THE EVENTS THAT CHANGED EVERYTHING
Having read this whole section on my experiences you can be forgiven for thinking I am the last person who should be teaching others about financial independence. However, it is so important for me share these experiences with you because they are very common. Most people keep their financial disasters a secret. Brokers won’t tell you how bad their track record is. Seminar speakers won’t tell you where they failed. Fund advisers won’t tell you about their stuff-ups.
It is my consistent experience that when successful, people crow loudly from the rooftops about their gains. But when they suffer financial loss they simply go quiet, very quiet. I too was quiet for a long time. Only my long-suffering wife felt the pain as much as me. Please see me as an ordinary fellow traveler who has made all the mistakes and felt all your financial pain.
It is embarrassing to have to tell everyone how incompetent I was, but I was chasing a dream and just kept banging my head against walls at each dead-end. I would wander around, financially dazed and wounded for several years, before popping my head up for another shot at the dream. If only I had met someone who could mentor me and objectively teach me how not to get my fingers burnt. Unfortunately everyone I turned to had an agenda. They wanted some of my money in their pocket.
Do I blame these people for doing what they did? Not at all. I was the fool who made all the decisions to trust people’s fake promises. I am the one who must take total responsibility for my past actions. I have learnt that those who succeed as investors always take ownership of their mistakes. Those who blame others never succeed. Their egos are too fragile to face the truth.
So what changed? Below are four significant events that occurred close to each other between 1999 and 2003 that rewired my brain and my future. Here they are in order. Can you see yourself in these four issues?
1. DEALING WITH MY INNER DEMONS
One external event in particular needs to be briefly mentioned as a cause of my mistakes. In the autumn of 1986 the car I was driving was hit by a drunk driver at Deniliquin in southern New South Wales. My brother-in-law Stephen, my beautiful first wife Elizabeth, and my nine-week-old son Mitchell were all killed instantly. This shocking event at the age of 25 caused untold grief in my life, and this grief lasted about four years, until I married my darling Annette.
However, I was totally unaware that, for 13 years, I was also suffering from post-traumatic stress disorder (PTSD). It was during those 13 years that I made all of those blunders mentioned above! I had no idea what I was suffering, but my family could see it manifest itself in a restless and gypsy spirit. I blew the financial value of over two homes during this time and was constantly poor.
It was very early in the year 2000 that, through Annette’s desperate prayers, I was freed from this mindset. A month later we owned our first home in ten years with a 20 per cent deposit, which was all the cash we had left. Some of you will also have a smouldering subconscious mindset that keeps tripping you up financially. The hardest thing you will ever do is face that inner demon and kill it because it means facing the pain that caused it. But you must if you are to change your destiny. Prayer is a great place to start. Jesus, the creator of the universe, has been the greatest financial help in our lives, ever!

════

EXERCISE TASKS
1) Reproduce a passage from the memoir excerpt word for word, beginning at the words "So what changed?" and stopping after the words "these four issues?".
2) Answer these questions from the memoir excerpt:
(a) Between which two years did the four significant events occur?
(b) In what town was the car hit by a drunk driver in 1986?
(c) What percentage deposit was paid on the first home owned in ten years?
The lines that come after this memoir excerpt have no connection to it.

════

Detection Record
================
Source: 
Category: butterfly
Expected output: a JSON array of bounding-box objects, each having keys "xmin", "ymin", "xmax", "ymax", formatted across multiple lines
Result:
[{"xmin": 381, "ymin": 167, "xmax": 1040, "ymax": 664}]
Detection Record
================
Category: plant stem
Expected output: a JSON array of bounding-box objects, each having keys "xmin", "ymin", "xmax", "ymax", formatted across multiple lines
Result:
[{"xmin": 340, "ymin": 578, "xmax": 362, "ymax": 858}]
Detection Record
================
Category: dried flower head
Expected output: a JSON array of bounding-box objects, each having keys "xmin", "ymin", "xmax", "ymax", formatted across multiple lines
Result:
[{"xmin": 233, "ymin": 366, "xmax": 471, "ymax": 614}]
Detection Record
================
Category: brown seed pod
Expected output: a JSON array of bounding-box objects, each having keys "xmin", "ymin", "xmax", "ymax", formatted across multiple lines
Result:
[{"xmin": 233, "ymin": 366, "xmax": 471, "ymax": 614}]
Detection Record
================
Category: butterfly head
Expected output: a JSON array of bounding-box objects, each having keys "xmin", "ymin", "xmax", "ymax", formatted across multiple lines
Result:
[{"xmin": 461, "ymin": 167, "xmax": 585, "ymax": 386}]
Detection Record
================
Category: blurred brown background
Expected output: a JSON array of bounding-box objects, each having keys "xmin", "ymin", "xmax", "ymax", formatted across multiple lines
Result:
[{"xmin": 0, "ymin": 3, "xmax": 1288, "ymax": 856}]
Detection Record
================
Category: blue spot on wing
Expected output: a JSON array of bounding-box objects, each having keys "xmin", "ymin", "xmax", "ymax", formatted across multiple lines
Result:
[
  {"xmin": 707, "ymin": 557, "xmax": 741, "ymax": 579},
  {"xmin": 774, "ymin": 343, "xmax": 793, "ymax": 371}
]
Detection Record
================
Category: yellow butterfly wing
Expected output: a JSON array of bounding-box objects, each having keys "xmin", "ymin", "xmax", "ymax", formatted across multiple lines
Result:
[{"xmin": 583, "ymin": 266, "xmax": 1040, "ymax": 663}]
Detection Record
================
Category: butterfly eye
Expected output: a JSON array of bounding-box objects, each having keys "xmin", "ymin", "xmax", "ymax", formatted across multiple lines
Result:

════

WRITTEN ANSWERS
1)
So what changed? Below are four significant events that occurred close to each other between 1999 and 2003 that rewired my brain and my future. Here they are in order. Can you see yourself in these four issues?

2)
(a) 1999 and 2003
(b) Deniliquin, in southern New South Wales
(c) 20 per cent